Park in Luton, England

Wardown Park is situated on the River Lea in Luton. The park has various sporting facilities, is home to the Wardown Park Museum and contains formal gardens. The park is located between Old Bedford Road and the A6, New Bedford Road and is within walking distance of the town centre. It is Grade II listed in Historic England's Register of Parks and Gardens.

==History==
The area that became Wardown Park was a farmhouse and country residence in the 1800s. The park itself started out as a private estate owned by Richard How. Richard's son, Robert built the first property within the park, called Bramingham Shott, which still stands and now houses the museum.

In the early 1870s the estate was taken over by local solicitor, Frank Chapman-Scargill. He rebuilt much of the earlier house in 1879 for a total cost of £10,000. Scargill left Luton and the house and property was let to J Forder who renamed the estate Wardown. Frank Chapman's last surviving son (Jasper Chapman Scargill) died in Ireland 22 October 2012 at the age of 97 (93 years after the death of his father).

• [Saved entries]
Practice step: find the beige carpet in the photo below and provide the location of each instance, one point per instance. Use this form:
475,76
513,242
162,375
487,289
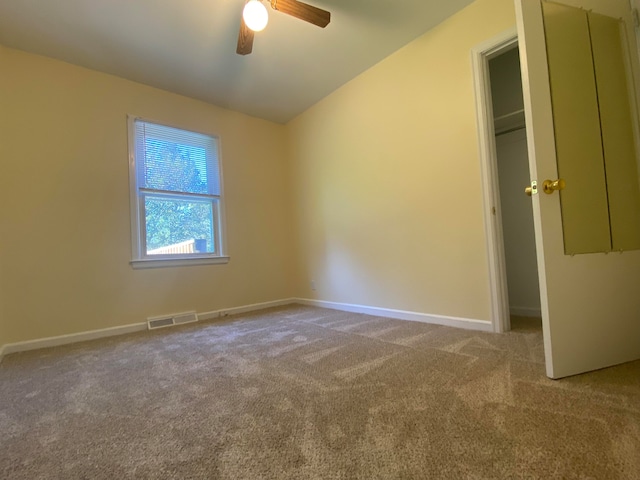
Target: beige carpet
307,393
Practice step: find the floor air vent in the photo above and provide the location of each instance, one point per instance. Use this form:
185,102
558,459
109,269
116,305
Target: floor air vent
170,320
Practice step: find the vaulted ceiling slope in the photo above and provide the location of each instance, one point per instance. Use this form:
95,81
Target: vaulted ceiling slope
188,46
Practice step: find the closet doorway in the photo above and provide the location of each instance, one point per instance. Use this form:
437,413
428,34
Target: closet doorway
513,175
511,243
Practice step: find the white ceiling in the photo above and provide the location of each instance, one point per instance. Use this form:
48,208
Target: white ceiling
188,46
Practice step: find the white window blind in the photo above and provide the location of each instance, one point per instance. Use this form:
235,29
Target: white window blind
177,193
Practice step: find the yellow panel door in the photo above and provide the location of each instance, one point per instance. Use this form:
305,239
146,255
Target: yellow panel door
590,303
617,131
584,203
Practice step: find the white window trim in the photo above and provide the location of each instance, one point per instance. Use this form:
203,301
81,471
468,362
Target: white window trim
138,259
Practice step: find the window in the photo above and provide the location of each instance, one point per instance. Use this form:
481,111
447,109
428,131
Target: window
175,196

• [REQUIRED WORK]
1: Name every person mentioned in the Wardown Park text.
2: Using the Wardown Park text, answer each question briefly:
(a) Which river is the park on?
(b) What was the total cost of Frank Chapman-Scargill's 1879 rebuilding of the house?
(c) Who renamed the estate Wardown?
3: Write a continuation of the Wardown Park text, picking up after its final sentence.

• [ANSWERS PROVIDED]
1:
Richard How
Robert (Richard How's son)
Frank Chapman-Scargill
J Forder
Jasper Chapman Scargill

2:
(a) The River Lea.
(b) £10,000.
(c) J Forder.

3:
By 1903 the then owners (The Stewart Family, whose famous son, Sir Malcolm Stewart, founded the London Brick Company) decided to sell the house and 11 acre park, and placed the property up for sale with an asking price of £17,000. The property was not sold, and in 1904 local councillors Asher Hucklesby and Edwin Oakley purchased the property for £16,250 on behalf of Luton council. Hucklesby went on to become Mayor of Luton.

Over the next few years extensive improvements were implemented, many new trees were planted, as well as new footpaths and bridges being constructed. The layout of the park today is very much as it was in this period. A bowling green was built in 1905, reputed to be the first in Luton.

==Features==
===Luton Museum===

It was Hucklesby's dream that the house would become a museum that would be 'interesting as well as of an educational nature'. Unfortunately, the house itself had been neglected and suffered from dry rot, Luton council could not immediately afford the renovations. It remained empty for several years until it became a military hospital during World War I. After the war, rooms were let to council employees with a cafe opening on the ground floor. The museum opened in 1930, having moved from the Carnegie library where it started in 1927. At first the museum displays were held in just two rooms, but over the years it has filled the entire house. The museum is open Tuesdays to Saturdays from 10am to 5pm and Sundays from 1 to 5pm. Admission is free.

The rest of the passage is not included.